Records excerpted from a collection
================================
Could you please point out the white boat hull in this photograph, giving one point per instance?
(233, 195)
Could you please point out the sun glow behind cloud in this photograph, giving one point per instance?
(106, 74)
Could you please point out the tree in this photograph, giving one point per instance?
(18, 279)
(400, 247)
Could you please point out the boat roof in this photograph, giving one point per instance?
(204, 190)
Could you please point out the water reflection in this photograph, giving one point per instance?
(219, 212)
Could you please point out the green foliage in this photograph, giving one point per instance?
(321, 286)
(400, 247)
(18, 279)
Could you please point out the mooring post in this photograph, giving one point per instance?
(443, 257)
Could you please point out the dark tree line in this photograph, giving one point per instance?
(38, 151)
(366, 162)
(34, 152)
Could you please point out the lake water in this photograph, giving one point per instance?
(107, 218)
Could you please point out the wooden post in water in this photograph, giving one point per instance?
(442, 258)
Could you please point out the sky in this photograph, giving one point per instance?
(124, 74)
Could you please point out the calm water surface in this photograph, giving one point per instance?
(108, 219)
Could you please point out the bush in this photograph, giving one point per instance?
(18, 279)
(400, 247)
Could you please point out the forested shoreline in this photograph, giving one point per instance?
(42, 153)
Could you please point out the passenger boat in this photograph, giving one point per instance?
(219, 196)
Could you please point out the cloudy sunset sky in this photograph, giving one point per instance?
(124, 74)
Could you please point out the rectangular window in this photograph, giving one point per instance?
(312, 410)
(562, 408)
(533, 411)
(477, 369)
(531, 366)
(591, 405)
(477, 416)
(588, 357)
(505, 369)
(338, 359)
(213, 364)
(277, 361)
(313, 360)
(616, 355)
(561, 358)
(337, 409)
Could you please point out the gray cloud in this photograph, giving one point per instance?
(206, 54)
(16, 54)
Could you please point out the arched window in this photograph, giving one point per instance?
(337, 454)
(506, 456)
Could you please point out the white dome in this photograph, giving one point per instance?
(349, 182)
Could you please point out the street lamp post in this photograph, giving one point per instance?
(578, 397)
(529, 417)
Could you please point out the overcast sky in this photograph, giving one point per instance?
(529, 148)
================================
Goal of the exercise. The line containing "Could you please point out the white dome" and every line after it, through the last one above, should be written out word for word.

Output of the task.
Could you please point out the white dome in this photograph, giving one point per instance?
(349, 182)
Could you please point out the street lamp post in this photograph, giving one point per instance?
(578, 397)
(529, 417)
Could you please point out the overcast sky in this photograph, giving one point per instance?
(529, 148)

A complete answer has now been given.